** start of Source data **

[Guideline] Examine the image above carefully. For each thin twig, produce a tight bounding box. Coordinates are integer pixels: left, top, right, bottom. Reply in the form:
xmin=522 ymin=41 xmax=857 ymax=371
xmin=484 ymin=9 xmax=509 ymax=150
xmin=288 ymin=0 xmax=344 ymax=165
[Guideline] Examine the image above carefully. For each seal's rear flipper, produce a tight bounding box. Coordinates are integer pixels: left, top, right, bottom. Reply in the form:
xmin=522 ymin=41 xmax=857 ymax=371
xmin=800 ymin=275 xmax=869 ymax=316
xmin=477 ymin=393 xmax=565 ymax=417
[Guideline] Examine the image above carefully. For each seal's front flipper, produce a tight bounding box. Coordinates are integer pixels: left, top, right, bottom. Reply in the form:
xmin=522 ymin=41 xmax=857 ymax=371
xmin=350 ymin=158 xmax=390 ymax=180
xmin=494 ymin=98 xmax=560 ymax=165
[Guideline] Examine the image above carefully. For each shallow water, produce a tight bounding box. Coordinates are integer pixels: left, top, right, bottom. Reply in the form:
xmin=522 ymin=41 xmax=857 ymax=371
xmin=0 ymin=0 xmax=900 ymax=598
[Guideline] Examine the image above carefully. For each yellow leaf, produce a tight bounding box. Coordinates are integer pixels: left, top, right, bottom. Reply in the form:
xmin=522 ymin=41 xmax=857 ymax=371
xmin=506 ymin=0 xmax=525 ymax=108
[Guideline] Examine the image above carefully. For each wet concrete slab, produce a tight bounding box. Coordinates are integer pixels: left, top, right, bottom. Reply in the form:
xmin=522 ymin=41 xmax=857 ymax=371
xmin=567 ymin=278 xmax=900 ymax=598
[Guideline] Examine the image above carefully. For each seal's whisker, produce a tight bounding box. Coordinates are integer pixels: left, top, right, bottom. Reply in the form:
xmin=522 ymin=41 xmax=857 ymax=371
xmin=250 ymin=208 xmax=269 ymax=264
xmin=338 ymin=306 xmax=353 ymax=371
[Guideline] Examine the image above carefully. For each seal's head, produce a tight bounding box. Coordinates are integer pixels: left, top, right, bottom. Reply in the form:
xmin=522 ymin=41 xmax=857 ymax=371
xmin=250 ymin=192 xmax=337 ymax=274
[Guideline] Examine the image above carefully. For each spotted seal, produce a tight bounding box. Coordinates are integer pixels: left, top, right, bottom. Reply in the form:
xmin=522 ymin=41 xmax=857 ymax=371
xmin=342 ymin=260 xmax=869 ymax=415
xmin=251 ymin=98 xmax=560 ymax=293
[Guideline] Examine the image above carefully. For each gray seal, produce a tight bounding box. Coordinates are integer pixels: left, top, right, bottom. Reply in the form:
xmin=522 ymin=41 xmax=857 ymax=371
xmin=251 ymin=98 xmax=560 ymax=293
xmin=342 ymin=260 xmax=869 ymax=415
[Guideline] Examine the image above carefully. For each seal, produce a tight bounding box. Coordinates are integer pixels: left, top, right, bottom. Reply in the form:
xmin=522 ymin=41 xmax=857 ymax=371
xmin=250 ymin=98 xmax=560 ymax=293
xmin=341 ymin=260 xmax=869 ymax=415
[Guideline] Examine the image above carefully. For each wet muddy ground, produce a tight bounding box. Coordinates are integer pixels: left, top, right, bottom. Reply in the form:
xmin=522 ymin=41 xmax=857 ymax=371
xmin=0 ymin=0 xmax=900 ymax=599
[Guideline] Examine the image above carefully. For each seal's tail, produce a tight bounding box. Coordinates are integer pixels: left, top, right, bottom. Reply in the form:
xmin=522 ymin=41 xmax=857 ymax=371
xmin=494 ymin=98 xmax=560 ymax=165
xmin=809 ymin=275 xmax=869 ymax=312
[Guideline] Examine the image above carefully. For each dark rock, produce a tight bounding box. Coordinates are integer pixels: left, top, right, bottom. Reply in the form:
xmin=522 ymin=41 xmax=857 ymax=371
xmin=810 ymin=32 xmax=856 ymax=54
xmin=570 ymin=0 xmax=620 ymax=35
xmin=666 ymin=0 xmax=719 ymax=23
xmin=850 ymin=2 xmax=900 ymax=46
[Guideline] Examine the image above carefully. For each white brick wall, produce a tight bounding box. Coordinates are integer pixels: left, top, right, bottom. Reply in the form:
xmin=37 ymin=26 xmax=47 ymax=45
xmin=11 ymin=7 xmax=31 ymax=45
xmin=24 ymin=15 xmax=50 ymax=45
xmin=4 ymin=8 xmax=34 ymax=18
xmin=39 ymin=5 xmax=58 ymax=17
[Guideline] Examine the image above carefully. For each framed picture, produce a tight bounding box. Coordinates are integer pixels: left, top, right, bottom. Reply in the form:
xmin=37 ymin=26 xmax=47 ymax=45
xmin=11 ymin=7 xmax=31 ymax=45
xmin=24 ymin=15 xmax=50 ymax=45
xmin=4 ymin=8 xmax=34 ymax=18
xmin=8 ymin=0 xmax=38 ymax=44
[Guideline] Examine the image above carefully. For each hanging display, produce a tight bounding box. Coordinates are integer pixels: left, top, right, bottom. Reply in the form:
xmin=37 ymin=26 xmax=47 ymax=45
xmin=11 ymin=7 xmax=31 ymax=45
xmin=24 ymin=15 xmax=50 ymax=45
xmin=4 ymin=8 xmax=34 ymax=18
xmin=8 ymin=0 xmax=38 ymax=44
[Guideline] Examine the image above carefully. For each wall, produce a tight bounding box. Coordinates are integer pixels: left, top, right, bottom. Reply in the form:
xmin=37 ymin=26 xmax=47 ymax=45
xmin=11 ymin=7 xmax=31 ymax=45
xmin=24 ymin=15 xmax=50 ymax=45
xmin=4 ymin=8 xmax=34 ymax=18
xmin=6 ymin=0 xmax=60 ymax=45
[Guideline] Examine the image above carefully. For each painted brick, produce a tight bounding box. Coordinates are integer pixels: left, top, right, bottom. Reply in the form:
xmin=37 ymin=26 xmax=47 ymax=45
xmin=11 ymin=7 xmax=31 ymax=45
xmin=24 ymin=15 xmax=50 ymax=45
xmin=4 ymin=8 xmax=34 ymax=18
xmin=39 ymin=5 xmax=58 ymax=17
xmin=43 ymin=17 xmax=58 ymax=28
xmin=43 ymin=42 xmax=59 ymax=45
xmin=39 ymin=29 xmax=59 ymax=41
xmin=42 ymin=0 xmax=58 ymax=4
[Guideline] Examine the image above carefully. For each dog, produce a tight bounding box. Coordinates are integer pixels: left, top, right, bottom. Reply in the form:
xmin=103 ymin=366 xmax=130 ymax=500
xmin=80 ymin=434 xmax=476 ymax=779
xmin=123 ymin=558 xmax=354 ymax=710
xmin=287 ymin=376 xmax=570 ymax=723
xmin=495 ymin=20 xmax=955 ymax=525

** end of Source data **

### What you have to do
Rewrite all of the items above, replacing every occurrence of "produce" with "draw" and leaving the rest unchanged.

### Output of the task
[Guideline] Examine the image above carefully. For each thin twig, draw a tight bounding box. Coordinates are integer pixels: left, top, right, bottom. Reply in the form:
xmin=522 ymin=41 xmax=857 ymax=371
xmin=484 ymin=9 xmax=509 ymax=150
xmin=288 ymin=0 xmax=344 ymax=165
[Guideline] Examine the image above carefully. For each seal's rear flipper, draw a tight bounding box. Coordinates are integer pixels: left, top, right, bottom. Reply in the form:
xmin=522 ymin=41 xmax=857 ymax=371
xmin=800 ymin=275 xmax=869 ymax=316
xmin=477 ymin=393 xmax=565 ymax=417
[Guideline] Examine the image above carefully. For each seal's front flipper, draw a tight bounding box. Coordinates are integer pixels: left, top, right, bottom. Reply in the form:
xmin=522 ymin=41 xmax=857 ymax=371
xmin=350 ymin=158 xmax=390 ymax=180
xmin=494 ymin=98 xmax=560 ymax=165
[Guideline] Examine the image above carefully. For each shallow water, draw a tight bounding box. Coordinates are integer pixels: left, top, right, bottom. Reply in the form:
xmin=522 ymin=41 xmax=857 ymax=371
xmin=0 ymin=0 xmax=900 ymax=598
[Guideline] Examine the image above carefully. For each yellow leaf, draw a tight bounding box. Coordinates are integer pixels: left, top, right, bottom. Reply in the form:
xmin=522 ymin=41 xmax=857 ymax=371
xmin=506 ymin=0 xmax=525 ymax=108
[Guideline] Examine the image above carefully. For each wet concrete slab, draw a tight bounding box. Coordinates are integer pixels: left, top, right, bottom. Reply in the form:
xmin=522 ymin=41 xmax=857 ymax=371
xmin=567 ymin=278 xmax=900 ymax=598
[Guideline] Examine the image above carefully. For each seal's whisker, draw a tight bounding box. Coordinates are integer pixels: left, top, right, bottom. Reply in the form:
xmin=522 ymin=41 xmax=857 ymax=371
xmin=250 ymin=208 xmax=269 ymax=264
xmin=338 ymin=306 xmax=353 ymax=371
[Guideline] Examine the image above carefully. For each seal's head, draw a tight bounding box. Coordinates are integer pixels: left, top, right, bottom. Reply in the form:
xmin=522 ymin=41 xmax=857 ymax=371
xmin=250 ymin=192 xmax=337 ymax=274
[Guideline] Examine the image above carefully. For each spotted seal, draw a tight bounding box. Coordinates are integer pixels: left, top, right, bottom. Reply in the form:
xmin=522 ymin=41 xmax=857 ymax=371
xmin=342 ymin=260 xmax=869 ymax=415
xmin=251 ymin=98 xmax=560 ymax=293
[Guideline] Examine the image above carefully. For each gray seal, draw a tight bounding box. Coordinates are integer pixels: left, top, right, bottom. Reply in the form:
xmin=522 ymin=41 xmax=857 ymax=371
xmin=251 ymin=98 xmax=560 ymax=293
xmin=342 ymin=260 xmax=869 ymax=415
[Guideline] Examine the image above carefully. For each seal, draw a tight bounding box. Coordinates are integer pixels: left, top, right, bottom. Reply in the form:
xmin=522 ymin=41 xmax=857 ymax=371
xmin=250 ymin=98 xmax=560 ymax=293
xmin=341 ymin=260 xmax=869 ymax=415
[Guideline] Examine the image above carefully. For each wet muddy ground, draw a tight bounding box. Coordinates are integer pixels: left, top, right, bottom. Reply in the form:
xmin=522 ymin=41 xmax=857 ymax=371
xmin=0 ymin=0 xmax=900 ymax=599
[Guideline] Examine the image above carefully. For each seal's tail, draw a tight bounding box. Coordinates are integer pixels: left, top, right, bottom. Reply in the form:
xmin=522 ymin=41 xmax=857 ymax=371
xmin=494 ymin=98 xmax=560 ymax=165
xmin=809 ymin=275 xmax=869 ymax=312
[Guideline] Examine the image above carefully. For each dark rock, draw a tight bounding box. Coordinates are integer pixels: left, top, right, bottom. Reply in the form:
xmin=522 ymin=41 xmax=857 ymax=371
xmin=810 ymin=32 xmax=856 ymax=54
xmin=570 ymin=0 xmax=620 ymax=35
xmin=666 ymin=0 xmax=719 ymax=23
xmin=850 ymin=2 xmax=900 ymax=46
[Guideline] Examine the image above carefully. For each white brick wall, draw a tight bounding box. Coordinates are integer pixels: left, top, right, bottom. Reply in the form:
xmin=37 ymin=26 xmax=47 ymax=45
xmin=11 ymin=7 xmax=31 ymax=45
xmin=24 ymin=15 xmax=50 ymax=45
xmin=4 ymin=8 xmax=34 ymax=18
xmin=39 ymin=5 xmax=58 ymax=17
[Guideline] Examine the image above carefully. For each framed picture, draw a tight bounding box. Coordinates are integer pixels: left, top, right, bottom. Reply in the form:
xmin=37 ymin=26 xmax=47 ymax=45
xmin=11 ymin=7 xmax=31 ymax=45
xmin=24 ymin=15 xmax=50 ymax=45
xmin=4 ymin=8 xmax=34 ymax=18
xmin=8 ymin=0 xmax=38 ymax=44
[Guideline] Examine the image above carefully. For each hanging display, draw a tight bounding box. Coordinates are integer pixels: left, top, right, bottom. Reply in the form:
xmin=37 ymin=26 xmax=47 ymax=45
xmin=11 ymin=7 xmax=31 ymax=45
xmin=24 ymin=15 xmax=50 ymax=45
xmin=4 ymin=8 xmax=34 ymax=18
xmin=8 ymin=0 xmax=38 ymax=44
[Guideline] Examine the image above carefully. For each wall, draw a tight bounding box. Coordinates are integer pixels: left, top, right, bottom. Reply in the form:
xmin=37 ymin=26 xmax=47 ymax=45
xmin=11 ymin=7 xmax=31 ymax=45
xmin=24 ymin=15 xmax=50 ymax=45
xmin=4 ymin=8 xmax=34 ymax=18
xmin=6 ymin=0 xmax=60 ymax=45
[Guideline] Examine the image above carefully. For each painted brick, draw a tight bounding box. Coordinates are integer pixels: left, top, right, bottom. Reply in the form:
xmin=37 ymin=26 xmax=47 ymax=45
xmin=11 ymin=7 xmax=31 ymax=45
xmin=24 ymin=15 xmax=50 ymax=45
xmin=4 ymin=8 xmax=34 ymax=18
xmin=39 ymin=5 xmax=58 ymax=17
xmin=43 ymin=17 xmax=58 ymax=28
xmin=43 ymin=42 xmax=59 ymax=45
xmin=39 ymin=29 xmax=59 ymax=41
xmin=42 ymin=0 xmax=58 ymax=4
[Guideline] Examine the image above carefully. For each dog, draw a tight bounding box. Coordinates are integer pixels: left, top, right, bottom. Reply in the form:
xmin=103 ymin=366 xmax=130 ymax=500
xmin=80 ymin=434 xmax=476 ymax=779
xmin=123 ymin=558 xmax=354 ymax=710
xmin=287 ymin=376 xmax=570 ymax=723
xmin=495 ymin=20 xmax=955 ymax=525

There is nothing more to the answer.